Given problem 1 — Output everything in the passage on error propagation from "errors in sink" down to "levels in G.", word for word.

— Start Passage to read —

We define  $p(V_i)$  as the error accumulated in  $V_i$  before the current iteration of error propagation:  $p(V_i) = NR^{t-1}(V_i)$ . Initially, faults are considered to be present on the output of every node in G. As the accumulated errors in non-sink nodes always propagate downstream, non-sink nodes do not retain any errors accumulated during the previous iterations. Therefore, for a non-sink node  $V_j$ :  $NR^t(V_j) = \sum_{i=1}^{f_j} NR^{t-1}(V_i) \cdot p_{i,j}$ . On the other hand, the accumulated



Fig. 2: (a) Example circuit and (b) corresponding circuit-graph to illustrate the NodeRank of nodes after t iterations.

errors in sink nodes have nowhere to propagate to; hence, sink nodes retain their old error accumulation which get added to the newly accumulated errors. Therefore, for a sink node  $V_j$ :  $NR^t(V_j) = NR^{t-1}(V_j) + \sum_{i=1}^{f_j} NR^{t-1}(V_i) \cdot p_{i,j}$ . Eventually, when all errors have propagated to the sink nodes, the error accumulation will be zero in all the non-sink nodes; only the sink nodes will have non-zero error accumulation. The total number of iterations of error propagation is equal to the maximum logic depth,  $d_G$ , of a root node from the sink nodes, i.e.,  $d_G$  is the number of levels in G.

During the NodeRank computation of graph nodes, the current error accumulation in a node is split among its fan-out branches, weighted by the error-propagation likelihoods on the corresponding branches. Hence, if all  $N_g$  nodes in G are initialized with NodeRank 1 (one fault per node), the total error accumulation in all the nodes after any number of iterations is always  $N_g$ . An ILV-connected sink node with higher NodeRank is a more favorable candidate for OPI.

Fig. 2 shows an example circuit and its corresponding circuitgraph. A node  $V_i$  in the graph is represented by the circle with the number *i* inscribed in it. The nodes  $V_B$  and  $V_A$  correspond to the flops FF-B and FF-A, respectively. Nodes  $V_5, V_6, V_7$ , and  $V_B$  are the ILV or sink nodes, as they are connected to ILVs, i.e., POs. The NodeRank  $NR^t(V_x)$  of a root or sink node  $V_x$  $(x \in \{A, B, 1, 2, 5, 6, 7\})$ , after *t* iterations of error propagation and accumulation  $(t \ge 1)$ , is shown inside '[]' beside  $V_x$  in Fig. 2 b). The NodeRank  $NR^t(V_3)$  of the non-sink node  $V_3$  is  $NR^{t-1}(V_1) \cdot p_{1,3} + NR^{t-1}(V_2) \cdot p_{2,3}$ . The NodeRank  $NR^t(V_4)$ of the non-sink node  $V_4$  is  $NR^{t-1}(V_2) \cdot p_{2,4}$ . The NodeRank of a node at t = 0 is 1.

— End Passage to read —
— Start Exercise input —

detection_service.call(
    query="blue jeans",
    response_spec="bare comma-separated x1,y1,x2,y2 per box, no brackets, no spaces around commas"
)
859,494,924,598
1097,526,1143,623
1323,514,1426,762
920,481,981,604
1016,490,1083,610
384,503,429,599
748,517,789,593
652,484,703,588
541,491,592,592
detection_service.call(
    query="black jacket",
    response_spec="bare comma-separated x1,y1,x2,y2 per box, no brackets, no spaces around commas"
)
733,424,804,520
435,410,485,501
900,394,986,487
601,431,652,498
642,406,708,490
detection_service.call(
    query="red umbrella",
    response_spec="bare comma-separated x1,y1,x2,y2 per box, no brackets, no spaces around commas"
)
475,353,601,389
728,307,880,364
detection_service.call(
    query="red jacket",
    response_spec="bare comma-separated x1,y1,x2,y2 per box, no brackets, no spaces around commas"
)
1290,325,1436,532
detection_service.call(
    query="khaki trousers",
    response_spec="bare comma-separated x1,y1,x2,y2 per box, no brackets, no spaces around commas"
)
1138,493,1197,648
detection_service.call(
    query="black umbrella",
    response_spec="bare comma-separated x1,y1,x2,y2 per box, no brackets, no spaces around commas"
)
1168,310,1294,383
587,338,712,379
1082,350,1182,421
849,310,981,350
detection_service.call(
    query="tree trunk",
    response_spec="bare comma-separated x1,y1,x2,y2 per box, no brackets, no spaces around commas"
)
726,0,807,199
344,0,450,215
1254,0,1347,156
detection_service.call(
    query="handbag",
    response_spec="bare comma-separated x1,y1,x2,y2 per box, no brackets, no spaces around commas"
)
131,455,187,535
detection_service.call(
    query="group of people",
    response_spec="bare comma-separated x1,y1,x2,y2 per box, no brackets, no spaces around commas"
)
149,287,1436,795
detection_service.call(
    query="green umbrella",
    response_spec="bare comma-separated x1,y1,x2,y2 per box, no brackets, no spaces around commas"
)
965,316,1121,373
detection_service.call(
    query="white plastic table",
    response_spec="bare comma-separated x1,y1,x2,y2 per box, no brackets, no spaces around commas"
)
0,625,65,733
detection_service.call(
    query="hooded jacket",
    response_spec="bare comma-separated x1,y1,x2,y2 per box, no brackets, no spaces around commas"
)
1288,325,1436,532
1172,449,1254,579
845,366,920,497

— End Exercise input —

Given problem 2 — Return everything in the records from their first line down to the line containing "748,517,789,593", with both ends included and each line unchanged.

Written solution 1 —
errors in sink nodes have nowhere to propagate to; hence, sink nodes retain their old error accumulation which get added to the newly accumulated errors. Therefore, for a sink node  $V_j$ :  $NR^t(V_j) = NR^{t-1}(V_j) + \sum_{i=1}^{f_j} NR^{t-1}(V_i) \cdot p_{i,j}$ . Eventually, when all errors have propagated to the sink nodes, the error accumulation will be zero in all the non-sink nodes; only the sink nodes will have non-zero error accumulation. The total number of iterations of error propagation is equal to the maximum logic depth,  $d_G$ , of a root node from the sink nodes, i.e.,  $d_G$  is the number of levels in G.

Written solution 2 —
detection_service.call(
    query="blue jeans",
    response_spec="bare comma-separated x1,y1,x2,y2 per box, no brackets, no spaces around commas"
)
859,494,924,598
1097,526,1143,623
1323,514,1426,762
920,481,981,604
1016,490,1083,610
384,503,429,599
748,517,789,593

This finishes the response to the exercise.